== REQUIREMENTS ==
Can you rewrite all of the entries below with "marker" changed to "dot" everywhere and nothing else altered? Leave the pictures out of your answer.

== EXERCISE MATERIAL ==
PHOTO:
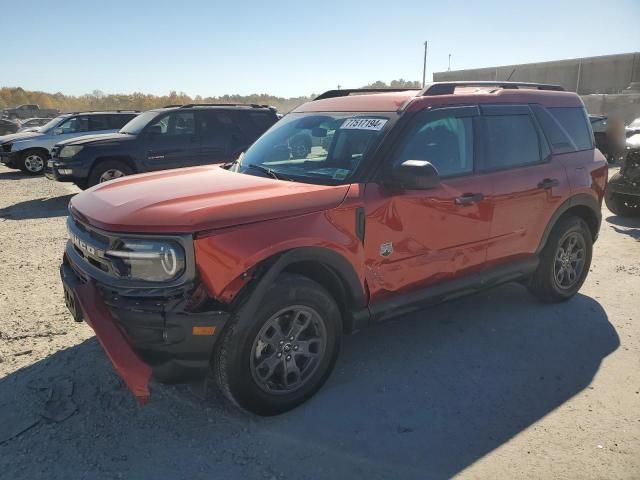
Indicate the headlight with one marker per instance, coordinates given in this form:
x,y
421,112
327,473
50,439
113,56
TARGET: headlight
x,y
70,151
148,260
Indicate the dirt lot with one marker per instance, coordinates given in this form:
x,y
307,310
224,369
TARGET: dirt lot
x,y
490,386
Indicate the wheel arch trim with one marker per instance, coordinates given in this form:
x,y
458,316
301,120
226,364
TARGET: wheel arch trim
x,y
578,200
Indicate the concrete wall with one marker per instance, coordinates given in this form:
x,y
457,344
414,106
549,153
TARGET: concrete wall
x,y
589,75
625,107
602,82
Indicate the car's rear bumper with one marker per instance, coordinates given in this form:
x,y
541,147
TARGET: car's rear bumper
x,y
624,188
54,171
9,159
143,336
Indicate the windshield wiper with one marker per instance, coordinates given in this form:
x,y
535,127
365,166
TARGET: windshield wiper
x,y
268,171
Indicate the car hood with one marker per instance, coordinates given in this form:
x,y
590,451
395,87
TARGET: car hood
x,y
14,137
99,139
190,200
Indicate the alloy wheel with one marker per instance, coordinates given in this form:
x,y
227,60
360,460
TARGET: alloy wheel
x,y
34,163
569,260
288,350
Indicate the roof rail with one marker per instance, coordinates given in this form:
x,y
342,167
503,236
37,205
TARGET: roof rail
x,y
100,111
189,105
448,88
348,91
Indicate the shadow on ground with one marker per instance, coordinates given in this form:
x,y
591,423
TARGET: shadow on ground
x,y
38,208
422,397
625,225
14,175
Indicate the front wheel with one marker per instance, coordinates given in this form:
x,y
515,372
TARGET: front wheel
x,y
564,261
32,162
278,357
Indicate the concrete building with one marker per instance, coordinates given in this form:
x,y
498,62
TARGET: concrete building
x,y
609,84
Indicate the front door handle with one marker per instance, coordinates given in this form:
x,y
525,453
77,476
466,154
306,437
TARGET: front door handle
x,y
469,198
548,183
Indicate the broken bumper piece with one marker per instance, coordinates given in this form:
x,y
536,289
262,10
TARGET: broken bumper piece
x,y
84,302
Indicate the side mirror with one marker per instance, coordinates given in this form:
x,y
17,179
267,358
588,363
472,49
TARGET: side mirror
x,y
415,175
319,132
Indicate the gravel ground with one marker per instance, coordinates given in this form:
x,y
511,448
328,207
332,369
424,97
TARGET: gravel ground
x,y
489,386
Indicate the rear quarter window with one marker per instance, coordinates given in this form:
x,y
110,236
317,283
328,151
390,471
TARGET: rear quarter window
x,y
512,141
116,122
575,122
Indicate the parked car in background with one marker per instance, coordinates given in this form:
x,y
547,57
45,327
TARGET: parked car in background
x,y
599,125
254,270
623,190
29,111
609,136
29,151
8,126
32,124
633,128
170,137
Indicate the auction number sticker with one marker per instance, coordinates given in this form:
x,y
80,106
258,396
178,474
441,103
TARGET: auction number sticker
x,y
375,124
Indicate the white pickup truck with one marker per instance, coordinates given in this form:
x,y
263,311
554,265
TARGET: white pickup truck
x,y
29,151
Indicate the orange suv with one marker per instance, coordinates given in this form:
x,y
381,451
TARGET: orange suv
x,y
254,270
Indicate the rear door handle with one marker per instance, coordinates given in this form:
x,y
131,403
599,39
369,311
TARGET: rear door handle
x,y
469,198
548,183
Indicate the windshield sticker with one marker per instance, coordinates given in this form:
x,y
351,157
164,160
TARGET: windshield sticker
x,y
375,124
340,174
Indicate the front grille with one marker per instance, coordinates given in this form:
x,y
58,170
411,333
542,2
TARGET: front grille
x,y
90,246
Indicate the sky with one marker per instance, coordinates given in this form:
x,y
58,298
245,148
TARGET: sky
x,y
289,48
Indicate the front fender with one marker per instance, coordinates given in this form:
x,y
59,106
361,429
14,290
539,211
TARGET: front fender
x,y
228,258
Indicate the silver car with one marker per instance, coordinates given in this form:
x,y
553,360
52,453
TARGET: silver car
x,y
29,151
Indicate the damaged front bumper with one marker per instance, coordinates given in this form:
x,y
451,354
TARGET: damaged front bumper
x,y
142,335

== RESULT OF THE EXERCISE ==
PHOTO:
Indicate the headlight with one dot per instance, coordinates given in this form:
x,y
421,112
327,473
50,439
113,56
TARGET: headlight
x,y
70,151
148,260
Indicate the dirt lot with one dot per instance, coordinates given in this form:
x,y
307,310
224,369
TARGET: dirt lot
x,y
490,386
Indicate the wheel arch trim with one dot per instance, coordinates given in this form:
x,y
458,316
301,120
226,364
TARGET: wheel arch trim
x,y
578,200
Indicate the concrete wall with one dot per instance, coordinates given in this form:
x,y
457,344
414,106
549,153
TARGET: concrete wall
x,y
589,75
625,107
602,82
Indicate the car's rear bumper with one dot per instance, coordinates given in this form:
x,y
541,147
TARGET: car's rear bumper
x,y
624,188
54,171
9,159
143,336
Indicate the windshield wiper with one dot per instance, coordinates given in this form:
x,y
535,127
365,166
TARGET: windshield wiper
x,y
268,171
Indicate the car hood with one dot per instance, coordinates given in this form:
x,y
590,451
395,87
TARGET: car hood
x,y
14,137
99,139
190,200
Indicate the alloy wheel with one dot per instance, coordinates given in this form:
x,y
227,60
360,460
TARGET: alloy wheel
x,y
34,163
569,260
288,350
Indicate the roof rail with one dot per instance, coordinates given in this form:
x,y
342,167
503,236
37,205
TARGET: roof rail
x,y
100,111
189,105
448,88
348,91
Indicate the shadow on ground with one dot per instance, coordinates given in this form:
x,y
591,423
TARGET: shadow on ground
x,y
38,208
422,397
625,225
14,175
Indicate the front wheel with one dot per instance, coordinates given in this form:
x,y
515,372
TARGET: front wheel
x,y
564,261
32,162
278,357
Indicate the concrete building with one dot per instance, coordinates given in this form:
x,y
498,62
TARGET: concrete building
x,y
609,84
Indicate the front door handle with one dot per instance, coordinates given in this form:
x,y
525,453
77,476
466,154
306,437
TARGET: front door handle
x,y
469,198
548,183
Indicate the broken bumper piece with one dot per instance, coordinates given in this form:
x,y
536,289
262,10
TARGET: broken bumper piece
x,y
84,302
Indicate the side mirror with one dot per instance, coordinates given in this form:
x,y
17,179
267,358
588,363
472,49
TARGET: side mirror
x,y
415,175
319,132
Indicate the gravel ground with one dot per instance, coordinates given in this form:
x,y
511,448
328,207
332,369
424,97
TARGET: gravel ground
x,y
489,386
Indicate the rear quarter window with one dot per instance, coordinates given in this form:
x,y
110,236
317,283
328,151
390,471
TARGET: rear quarter window
x,y
512,141
116,122
575,122
Indicate the parked car in background with one dot per instance, coordinates given in this form:
x,y
547,57
45,327
TARGET: parked car in background
x,y
599,125
254,270
623,190
29,111
609,136
29,151
8,126
32,124
633,128
170,137
Indicate the auction number sticker with one dot per instance, coordinates given in this form:
x,y
80,106
258,396
178,474
441,103
TARGET: auction number sticker
x,y
375,124
Indicate the white pickup truck with one dot per instance, coordinates given in this form:
x,y
263,311
554,265
TARGET: white pickup truck
x,y
29,151
Indicate the orange suv with one dot per instance, coordinates given in this form:
x,y
381,451
TARGET: orange suv
x,y
254,270
Indicate the rear door handle with one dot per instance, coordinates given in this form:
x,y
131,403
599,39
369,311
TARGET: rear door handle
x,y
469,198
548,183
Indicate the windshield sticker with one dot per instance, coordinates given in this form:
x,y
351,157
164,160
TARGET: windshield sticker
x,y
375,124
340,174
Indicate the front grille with one dot per instance, coordinates given in this form:
x,y
58,170
411,333
542,2
TARGET: front grille
x,y
90,246
Indicate the sky with one dot per instance, coordinates given in this form:
x,y
58,298
245,148
TARGET: sky
x,y
289,48
Indicate the front fender with one dot per instance, coordinates given in this form:
x,y
59,106
361,429
14,290
539,211
TARGET: front fender
x,y
228,258
Indicate the silver car with one dot per instance, coordinates given in this form:
x,y
553,360
52,453
TARGET: silver car
x,y
29,151
Indicate the damaged front bumper with one dot per instance, coordinates given in this form:
x,y
451,354
TARGET: damaged front bumper
x,y
142,335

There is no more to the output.